(Beginning of Data to use)

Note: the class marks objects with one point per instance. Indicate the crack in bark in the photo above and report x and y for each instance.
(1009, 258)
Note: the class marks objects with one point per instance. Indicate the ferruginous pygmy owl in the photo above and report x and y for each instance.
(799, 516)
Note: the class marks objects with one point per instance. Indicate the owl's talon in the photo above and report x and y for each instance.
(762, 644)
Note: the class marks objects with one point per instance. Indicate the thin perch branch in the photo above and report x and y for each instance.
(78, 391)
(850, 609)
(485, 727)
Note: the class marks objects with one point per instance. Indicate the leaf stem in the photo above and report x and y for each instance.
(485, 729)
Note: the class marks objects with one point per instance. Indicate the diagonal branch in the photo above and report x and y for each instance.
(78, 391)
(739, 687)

(End of Data to use)
(Beginning of Data to use)

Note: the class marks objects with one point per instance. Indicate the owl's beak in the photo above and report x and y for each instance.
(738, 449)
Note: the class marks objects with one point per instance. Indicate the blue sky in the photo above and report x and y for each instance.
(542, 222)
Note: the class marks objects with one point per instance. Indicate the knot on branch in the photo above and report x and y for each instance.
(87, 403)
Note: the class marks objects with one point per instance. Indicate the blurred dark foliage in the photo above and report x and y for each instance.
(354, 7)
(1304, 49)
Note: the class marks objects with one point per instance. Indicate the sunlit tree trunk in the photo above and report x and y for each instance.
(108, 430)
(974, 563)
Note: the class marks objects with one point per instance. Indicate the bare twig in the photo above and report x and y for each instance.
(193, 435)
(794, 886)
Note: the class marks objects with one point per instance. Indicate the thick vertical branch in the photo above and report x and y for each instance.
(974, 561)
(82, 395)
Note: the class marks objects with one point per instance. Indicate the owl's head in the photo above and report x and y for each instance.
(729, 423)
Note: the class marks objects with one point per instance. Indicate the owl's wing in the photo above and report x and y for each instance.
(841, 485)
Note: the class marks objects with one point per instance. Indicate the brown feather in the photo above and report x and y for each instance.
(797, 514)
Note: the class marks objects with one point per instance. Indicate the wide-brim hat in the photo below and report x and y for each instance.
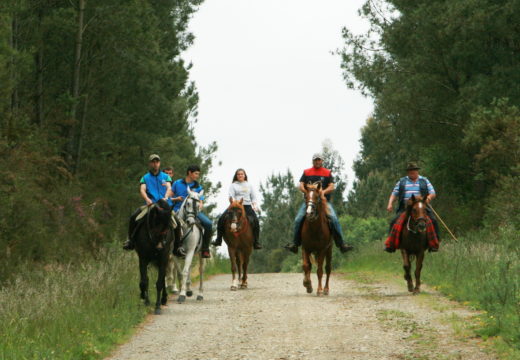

(End of Data to use)
(Beginning of Data to use)

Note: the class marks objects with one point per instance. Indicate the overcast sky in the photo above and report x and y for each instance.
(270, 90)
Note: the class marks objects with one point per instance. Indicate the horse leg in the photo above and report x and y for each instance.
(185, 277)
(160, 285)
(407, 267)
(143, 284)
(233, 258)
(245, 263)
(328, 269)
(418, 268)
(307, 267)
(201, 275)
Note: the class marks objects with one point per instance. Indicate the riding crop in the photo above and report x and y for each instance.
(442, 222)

(End of Data to use)

» Instructions to follow
Transcribe the records above from the line holding "Indicate the sunlit" down to the line holding "Indicate the wide-brim", inclusive, without adding anything.

» Expected output
Note: the class marks objects with one point per instance. Indicate the sunlit tree trunk in the photo above and report x and y for each instance.
(108, 430)
(974, 563)
Note: the class marks objects with one point per instance. Indicate the bare twig in the photo above and report x and y for each instance.
(193, 435)
(794, 886)
Note: the class marks objects with one point per instance. Indicate the thick vertical branch in the photo above and report x and y for each instance.
(974, 561)
(82, 395)
Note: the class marks objects with one point per instance. Indicate the owl's head in the photo above and report x and y for each instance.
(729, 423)
Note: the class marks objects with one point per instance. Indicate the owl's wing in the photo above and report x and y for each instance.
(841, 485)
Note: the class marks objects with one point per instance. Indicate the brown feather in the photo above and report x and y for each instance.
(797, 514)
Note: the class marks objects with one point per instance. Indicate the wide-brim hat in the photo below and report x and y for each instance.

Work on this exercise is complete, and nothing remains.